- [Stored records]:
------------------------------------
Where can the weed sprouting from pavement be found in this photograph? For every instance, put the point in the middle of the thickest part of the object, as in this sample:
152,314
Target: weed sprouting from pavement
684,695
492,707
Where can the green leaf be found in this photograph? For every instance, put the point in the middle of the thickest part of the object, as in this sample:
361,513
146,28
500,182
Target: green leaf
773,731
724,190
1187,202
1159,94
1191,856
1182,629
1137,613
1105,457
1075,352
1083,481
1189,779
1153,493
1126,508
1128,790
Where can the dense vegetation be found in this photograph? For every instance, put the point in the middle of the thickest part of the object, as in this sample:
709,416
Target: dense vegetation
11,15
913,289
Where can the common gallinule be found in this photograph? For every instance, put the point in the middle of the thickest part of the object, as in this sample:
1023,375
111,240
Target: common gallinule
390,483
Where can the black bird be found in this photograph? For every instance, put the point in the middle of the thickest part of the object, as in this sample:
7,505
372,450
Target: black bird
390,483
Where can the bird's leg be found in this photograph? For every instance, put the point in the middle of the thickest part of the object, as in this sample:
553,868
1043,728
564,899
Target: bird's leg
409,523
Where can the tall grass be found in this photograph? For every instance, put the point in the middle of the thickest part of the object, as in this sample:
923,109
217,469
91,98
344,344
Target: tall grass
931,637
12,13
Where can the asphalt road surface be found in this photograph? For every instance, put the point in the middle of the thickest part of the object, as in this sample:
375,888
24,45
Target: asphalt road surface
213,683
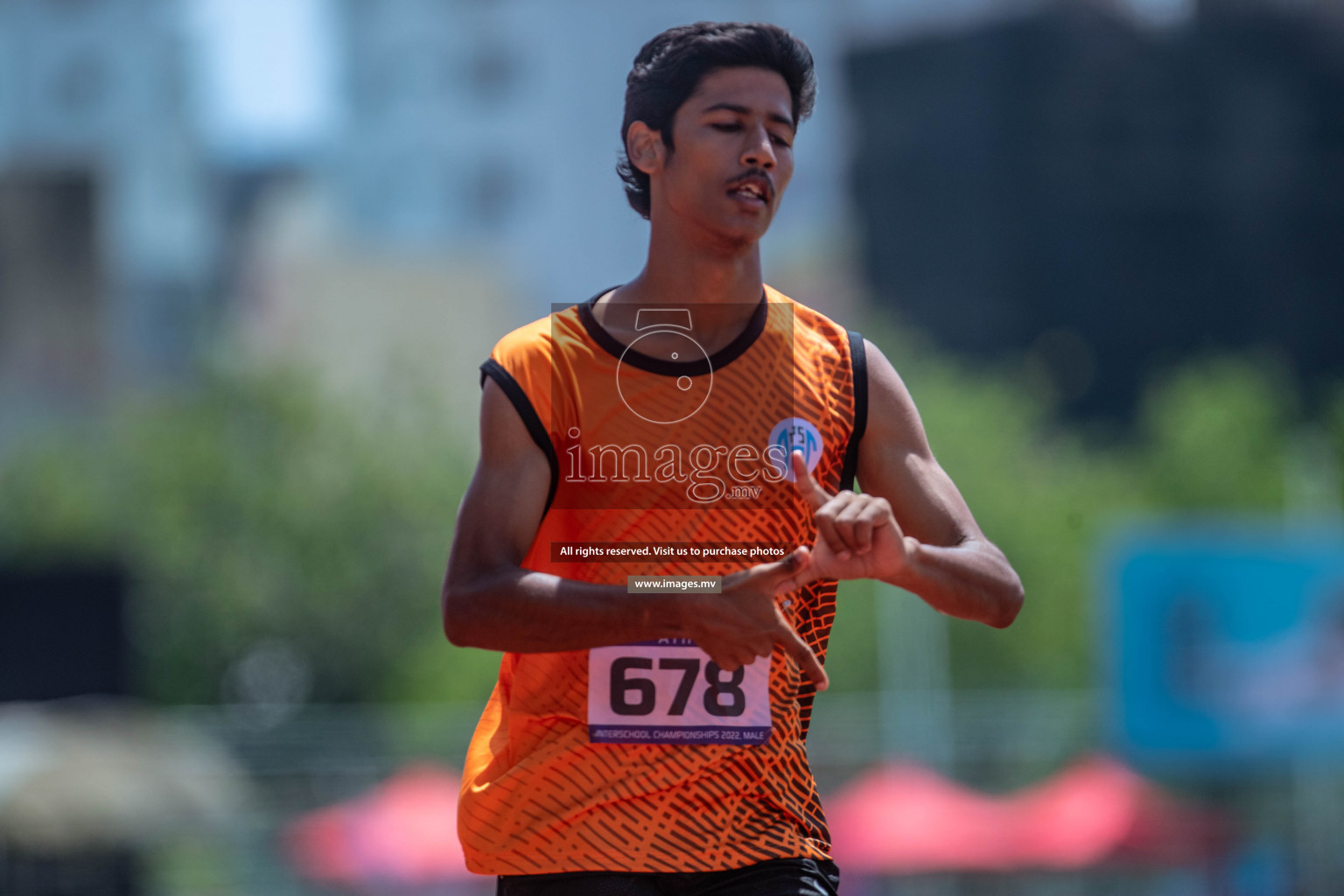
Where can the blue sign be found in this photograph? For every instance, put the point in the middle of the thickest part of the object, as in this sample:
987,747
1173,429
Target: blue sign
1226,645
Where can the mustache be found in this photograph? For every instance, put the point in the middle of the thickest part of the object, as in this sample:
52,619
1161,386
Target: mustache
754,172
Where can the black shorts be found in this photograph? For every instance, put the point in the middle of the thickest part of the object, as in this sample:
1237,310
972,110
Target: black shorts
774,878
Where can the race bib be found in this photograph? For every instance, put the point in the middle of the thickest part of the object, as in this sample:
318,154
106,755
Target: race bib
669,692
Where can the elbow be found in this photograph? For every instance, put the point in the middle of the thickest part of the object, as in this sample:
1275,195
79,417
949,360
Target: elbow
1007,605
458,618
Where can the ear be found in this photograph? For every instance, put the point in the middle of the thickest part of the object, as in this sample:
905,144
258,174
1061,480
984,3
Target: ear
644,147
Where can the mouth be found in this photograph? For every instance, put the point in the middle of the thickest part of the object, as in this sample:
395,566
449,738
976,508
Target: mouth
754,191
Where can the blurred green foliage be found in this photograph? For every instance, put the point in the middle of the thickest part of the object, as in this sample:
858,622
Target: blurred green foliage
256,508
1214,436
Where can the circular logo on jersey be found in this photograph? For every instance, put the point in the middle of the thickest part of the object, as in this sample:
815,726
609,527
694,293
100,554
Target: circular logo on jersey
654,396
794,434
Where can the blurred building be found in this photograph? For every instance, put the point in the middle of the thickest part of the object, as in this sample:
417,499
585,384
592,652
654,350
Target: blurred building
107,240
1082,180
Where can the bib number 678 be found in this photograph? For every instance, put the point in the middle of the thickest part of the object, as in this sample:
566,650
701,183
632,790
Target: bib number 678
636,696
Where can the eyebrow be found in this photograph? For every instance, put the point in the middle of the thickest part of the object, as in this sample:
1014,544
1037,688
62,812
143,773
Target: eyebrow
742,110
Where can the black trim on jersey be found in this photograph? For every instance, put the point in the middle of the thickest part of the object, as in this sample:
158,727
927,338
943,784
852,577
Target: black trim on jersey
859,359
674,368
531,421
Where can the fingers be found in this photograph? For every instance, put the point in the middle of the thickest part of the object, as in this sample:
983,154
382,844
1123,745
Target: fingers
848,522
799,649
808,488
769,575
858,519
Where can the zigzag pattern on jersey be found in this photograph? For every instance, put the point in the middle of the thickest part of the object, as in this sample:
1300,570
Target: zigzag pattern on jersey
538,797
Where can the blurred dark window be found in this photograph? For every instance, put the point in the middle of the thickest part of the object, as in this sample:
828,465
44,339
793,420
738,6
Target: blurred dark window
62,633
1108,198
50,285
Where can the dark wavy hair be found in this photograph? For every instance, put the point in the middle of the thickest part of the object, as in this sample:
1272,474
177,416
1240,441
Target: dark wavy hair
669,67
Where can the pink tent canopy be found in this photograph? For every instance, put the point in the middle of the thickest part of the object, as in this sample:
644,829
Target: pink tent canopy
902,818
401,832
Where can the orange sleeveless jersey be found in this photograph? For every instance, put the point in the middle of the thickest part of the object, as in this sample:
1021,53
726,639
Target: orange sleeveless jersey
691,768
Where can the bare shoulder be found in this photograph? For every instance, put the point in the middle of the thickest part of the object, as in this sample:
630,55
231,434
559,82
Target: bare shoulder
897,464
892,416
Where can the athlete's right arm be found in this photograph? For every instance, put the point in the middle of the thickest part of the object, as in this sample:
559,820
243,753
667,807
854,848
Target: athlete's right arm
489,601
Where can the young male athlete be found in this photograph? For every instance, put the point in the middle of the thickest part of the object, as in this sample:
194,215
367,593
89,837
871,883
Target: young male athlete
689,424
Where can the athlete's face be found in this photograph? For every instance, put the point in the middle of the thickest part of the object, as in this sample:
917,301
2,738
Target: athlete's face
734,153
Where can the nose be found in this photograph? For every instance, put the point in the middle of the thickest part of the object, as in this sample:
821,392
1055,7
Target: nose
759,150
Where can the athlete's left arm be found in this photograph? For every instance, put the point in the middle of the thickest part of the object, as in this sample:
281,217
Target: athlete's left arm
910,527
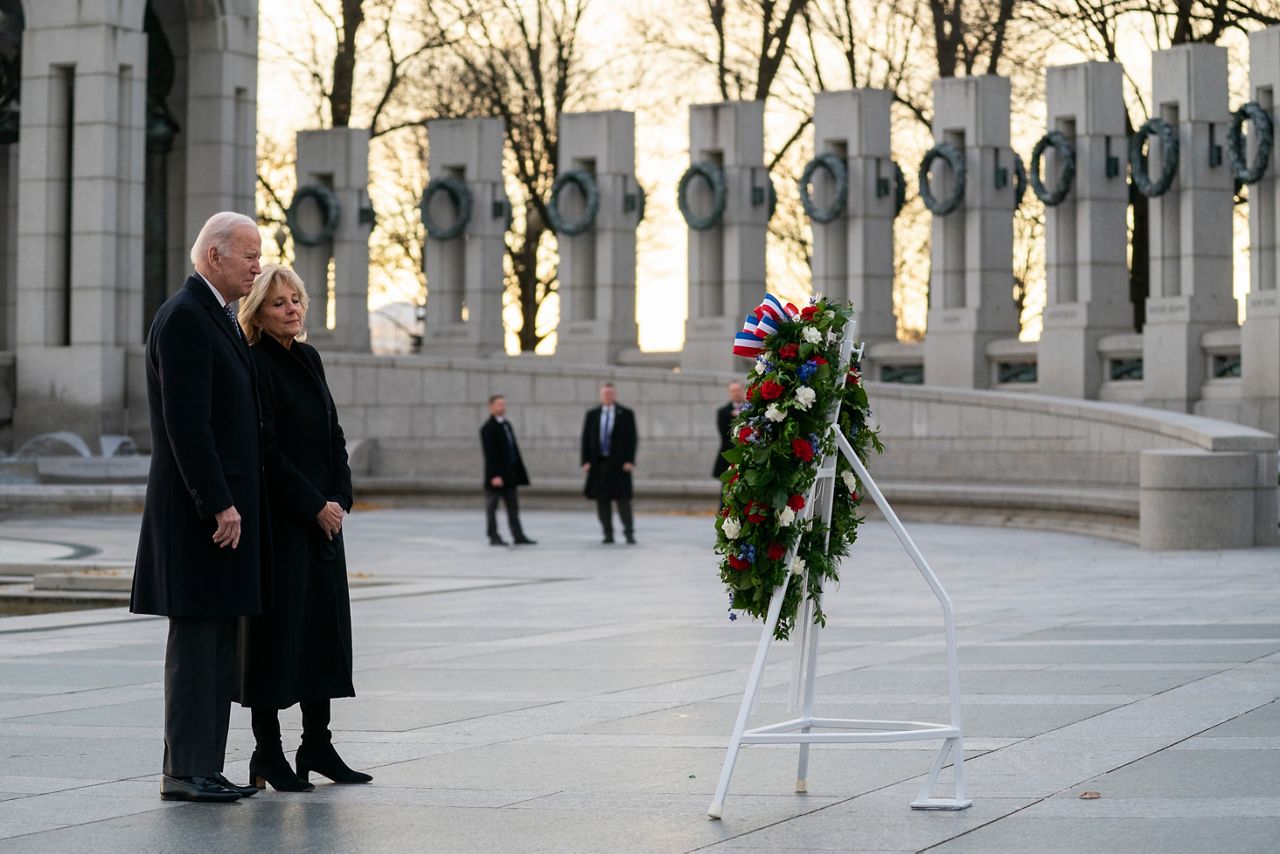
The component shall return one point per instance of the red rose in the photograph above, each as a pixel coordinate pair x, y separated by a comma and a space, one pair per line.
771, 391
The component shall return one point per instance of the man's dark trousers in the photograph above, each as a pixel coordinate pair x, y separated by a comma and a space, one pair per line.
199, 679
507, 494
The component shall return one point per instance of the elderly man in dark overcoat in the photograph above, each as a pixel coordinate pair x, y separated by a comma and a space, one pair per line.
503, 473
608, 459
202, 553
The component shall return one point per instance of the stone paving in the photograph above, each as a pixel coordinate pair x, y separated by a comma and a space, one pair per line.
574, 697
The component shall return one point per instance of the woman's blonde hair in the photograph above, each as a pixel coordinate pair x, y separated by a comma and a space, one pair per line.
270, 275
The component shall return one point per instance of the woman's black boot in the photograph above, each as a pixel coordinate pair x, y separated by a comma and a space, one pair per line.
268, 763
316, 752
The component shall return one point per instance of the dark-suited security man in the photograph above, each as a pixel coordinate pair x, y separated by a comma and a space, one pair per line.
608, 459
202, 552
503, 471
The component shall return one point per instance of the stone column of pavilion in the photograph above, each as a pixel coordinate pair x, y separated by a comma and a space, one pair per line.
338, 159
222, 114
78, 217
1084, 236
726, 261
1191, 228
465, 278
1260, 337
8, 246
972, 281
853, 255
598, 265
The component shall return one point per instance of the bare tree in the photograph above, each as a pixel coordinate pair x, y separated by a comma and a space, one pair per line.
522, 64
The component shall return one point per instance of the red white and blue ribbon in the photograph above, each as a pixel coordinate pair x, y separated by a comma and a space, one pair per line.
762, 323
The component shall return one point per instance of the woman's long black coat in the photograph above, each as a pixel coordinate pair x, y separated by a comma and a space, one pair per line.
301, 648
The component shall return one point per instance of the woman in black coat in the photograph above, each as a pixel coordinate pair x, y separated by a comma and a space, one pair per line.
300, 651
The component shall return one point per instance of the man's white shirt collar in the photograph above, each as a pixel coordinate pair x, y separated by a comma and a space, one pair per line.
216, 295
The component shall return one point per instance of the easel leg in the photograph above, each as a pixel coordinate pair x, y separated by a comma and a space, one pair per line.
926, 799
753, 690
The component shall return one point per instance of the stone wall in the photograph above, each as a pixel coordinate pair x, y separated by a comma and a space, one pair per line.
968, 455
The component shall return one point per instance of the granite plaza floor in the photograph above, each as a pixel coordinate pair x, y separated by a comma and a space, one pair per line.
574, 697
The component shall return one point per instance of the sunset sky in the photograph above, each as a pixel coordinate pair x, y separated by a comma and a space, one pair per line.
662, 127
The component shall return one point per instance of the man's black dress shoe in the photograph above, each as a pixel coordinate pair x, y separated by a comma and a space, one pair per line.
205, 789
243, 791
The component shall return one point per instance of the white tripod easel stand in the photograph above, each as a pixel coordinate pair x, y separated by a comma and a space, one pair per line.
804, 675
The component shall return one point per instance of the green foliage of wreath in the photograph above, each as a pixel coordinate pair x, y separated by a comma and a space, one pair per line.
1244, 172
781, 437
1169, 149
330, 213
955, 159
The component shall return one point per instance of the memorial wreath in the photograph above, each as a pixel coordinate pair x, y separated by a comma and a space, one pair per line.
780, 437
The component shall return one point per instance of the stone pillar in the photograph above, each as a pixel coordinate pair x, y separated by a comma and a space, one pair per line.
338, 159
972, 282
1084, 236
853, 255
1191, 227
8, 246
222, 103
80, 217
465, 275
1260, 338
598, 266
726, 261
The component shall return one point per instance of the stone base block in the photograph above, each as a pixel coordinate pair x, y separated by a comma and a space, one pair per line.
78, 388
1201, 499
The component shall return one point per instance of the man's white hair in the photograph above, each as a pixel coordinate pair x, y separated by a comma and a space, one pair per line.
216, 232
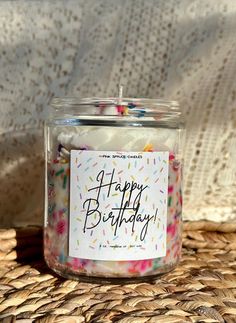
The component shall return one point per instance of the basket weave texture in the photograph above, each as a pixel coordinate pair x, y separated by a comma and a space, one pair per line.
201, 289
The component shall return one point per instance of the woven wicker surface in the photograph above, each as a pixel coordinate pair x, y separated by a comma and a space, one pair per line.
201, 289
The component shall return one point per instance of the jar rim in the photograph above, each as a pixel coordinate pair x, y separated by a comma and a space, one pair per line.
159, 105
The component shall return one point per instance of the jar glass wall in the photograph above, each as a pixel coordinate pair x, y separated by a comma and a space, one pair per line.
113, 198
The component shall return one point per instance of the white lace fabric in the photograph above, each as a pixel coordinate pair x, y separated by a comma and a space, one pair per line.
182, 50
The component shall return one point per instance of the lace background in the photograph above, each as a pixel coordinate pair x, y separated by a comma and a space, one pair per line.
178, 49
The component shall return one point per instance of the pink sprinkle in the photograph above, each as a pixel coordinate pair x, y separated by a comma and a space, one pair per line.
61, 227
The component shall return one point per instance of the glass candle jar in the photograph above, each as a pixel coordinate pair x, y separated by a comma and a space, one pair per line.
113, 187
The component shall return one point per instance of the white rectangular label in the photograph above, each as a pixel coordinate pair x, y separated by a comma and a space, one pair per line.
118, 205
------------------------------------
- [EXERCISE]:
Set the lines down exactly as they stand, beginning at the one that contains "The component shall return one point per instance of the lace" and stopping after the last line of the entries above.

- [SOLUTION TO THIS TASK]:
The component shall return one point per instance of the lace background in the photograph above, each as a pixel coordinate pair x, y separated by a comma and a space, one pair per line.
178, 49
The component shall return one point per instance of the pink sprinkle in the photograph above, each as a pixel coordinate pair x, y separated by a comma and a space, one pair per line.
61, 227
The component shall return one point per instance of the glass candle jar in the photograph above, each as a pixel coordinate pair x, y separated by a comma and a space, one pair per line.
113, 187
The component shall return one point per instance of the white rectangular label in the photograph above, each as a pixel coordinate pair x, y separated by a comma and a space, one pair per line.
118, 205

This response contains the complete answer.